** Start of Input records **

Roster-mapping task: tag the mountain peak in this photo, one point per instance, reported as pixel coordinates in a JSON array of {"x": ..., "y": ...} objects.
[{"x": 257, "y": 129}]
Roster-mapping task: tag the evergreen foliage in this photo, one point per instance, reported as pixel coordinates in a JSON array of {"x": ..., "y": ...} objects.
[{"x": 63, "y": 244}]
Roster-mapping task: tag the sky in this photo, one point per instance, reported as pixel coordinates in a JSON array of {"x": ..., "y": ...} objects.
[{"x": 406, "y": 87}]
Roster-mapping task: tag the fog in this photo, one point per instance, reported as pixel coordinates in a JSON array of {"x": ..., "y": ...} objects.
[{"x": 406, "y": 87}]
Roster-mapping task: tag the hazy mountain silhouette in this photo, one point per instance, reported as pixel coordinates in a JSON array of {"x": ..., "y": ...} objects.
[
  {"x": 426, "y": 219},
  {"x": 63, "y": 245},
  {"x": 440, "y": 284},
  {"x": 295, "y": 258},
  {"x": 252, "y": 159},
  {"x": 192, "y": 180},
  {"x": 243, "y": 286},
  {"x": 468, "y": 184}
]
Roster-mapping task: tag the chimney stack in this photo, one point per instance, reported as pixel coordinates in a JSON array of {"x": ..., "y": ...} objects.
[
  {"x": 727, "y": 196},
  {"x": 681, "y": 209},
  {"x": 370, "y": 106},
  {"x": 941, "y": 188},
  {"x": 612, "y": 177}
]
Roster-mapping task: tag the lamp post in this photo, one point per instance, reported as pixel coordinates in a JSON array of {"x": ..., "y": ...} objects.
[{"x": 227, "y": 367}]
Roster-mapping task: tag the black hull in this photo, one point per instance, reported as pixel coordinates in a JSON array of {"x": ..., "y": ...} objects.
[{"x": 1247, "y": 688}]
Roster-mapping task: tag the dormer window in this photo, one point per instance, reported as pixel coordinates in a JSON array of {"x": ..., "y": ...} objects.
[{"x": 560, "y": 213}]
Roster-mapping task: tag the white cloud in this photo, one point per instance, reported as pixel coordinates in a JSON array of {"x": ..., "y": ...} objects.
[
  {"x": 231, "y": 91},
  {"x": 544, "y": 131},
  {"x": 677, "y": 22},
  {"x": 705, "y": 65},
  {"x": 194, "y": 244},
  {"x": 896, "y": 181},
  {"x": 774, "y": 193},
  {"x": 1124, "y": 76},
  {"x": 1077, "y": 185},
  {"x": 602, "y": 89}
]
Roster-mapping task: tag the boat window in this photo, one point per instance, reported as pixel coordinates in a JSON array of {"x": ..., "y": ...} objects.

** End of Input records **

Problem statement ▸
Repeat every line of the records above exactly.

Exercise answer ▸
Roster-mapping task: tag the mountain peak in this photo, one point per instance, reported as pixel coordinates in a JSON array of {"x": ..., "y": ...} objects.
[{"x": 257, "y": 129}]
Roster-mapping task: tag the evergreen foliage in this photo, one point per instance, reported as pixel coordinates in a JSON array of {"x": ..., "y": ...} objects.
[{"x": 63, "y": 244}]
Roster-mapping task: tag the sky in this photo, one point per instance, reported as pixel coordinates in a JSON array of {"x": ..., "y": ...} objects.
[{"x": 406, "y": 87}]
Roster-mapping task: tag the fog in this photo, one point per instance, reported as pixel coordinates in a JSON array of {"x": ..., "y": ...} objects.
[{"x": 406, "y": 87}]
Roster-mapping task: tag the hazy mountain silhouette in this photo, one point per instance, reported as pixel coordinates in a JSON array of {"x": ..., "y": ...} objects.
[
  {"x": 426, "y": 219},
  {"x": 63, "y": 245},
  {"x": 440, "y": 284},
  {"x": 295, "y": 258},
  {"x": 252, "y": 159},
  {"x": 192, "y": 180},
  {"x": 243, "y": 286},
  {"x": 468, "y": 184}
]
Roster-mapping task: tag the chimney stack in this photo, one point per instance, reported as pixel coordinates in a JSON array of {"x": ..., "y": ...} objects.
[
  {"x": 727, "y": 196},
  {"x": 681, "y": 209},
  {"x": 370, "y": 106},
  {"x": 941, "y": 188},
  {"x": 612, "y": 177}
]
Roster-mapping task: tag the lamp post in this photo, one point per instance, reported as pixel coordinates in a JSON array of {"x": ..., "y": ...} objects.
[{"x": 227, "y": 367}]
Roster-mapping task: tag the black hull in this photo, one point per instance, reported as pixel coordinates in a JSON array of {"x": ..., "y": ...} objects.
[{"x": 1247, "y": 688}]
Roster-mapping task: tag the dormer window in this photo, one point per instance, reported as pixel coordinates in a JSON array of {"x": ..., "y": ...} objects.
[{"x": 560, "y": 213}]
Roster-mapping task: tag the white cloud in this photo, one point per instance, reported as pixel coordinates in a JSON array of {"x": ..., "y": ...} objects.
[
  {"x": 231, "y": 91},
  {"x": 544, "y": 131},
  {"x": 677, "y": 22},
  {"x": 705, "y": 65},
  {"x": 194, "y": 244},
  {"x": 896, "y": 181},
  {"x": 774, "y": 193},
  {"x": 1124, "y": 76},
  {"x": 1077, "y": 185},
  {"x": 602, "y": 89}
]
Roster-mapping task: tag the boat window in this photo, one point per instance, reported as pixel coordinates in a JSON array of {"x": ..., "y": ...} objects.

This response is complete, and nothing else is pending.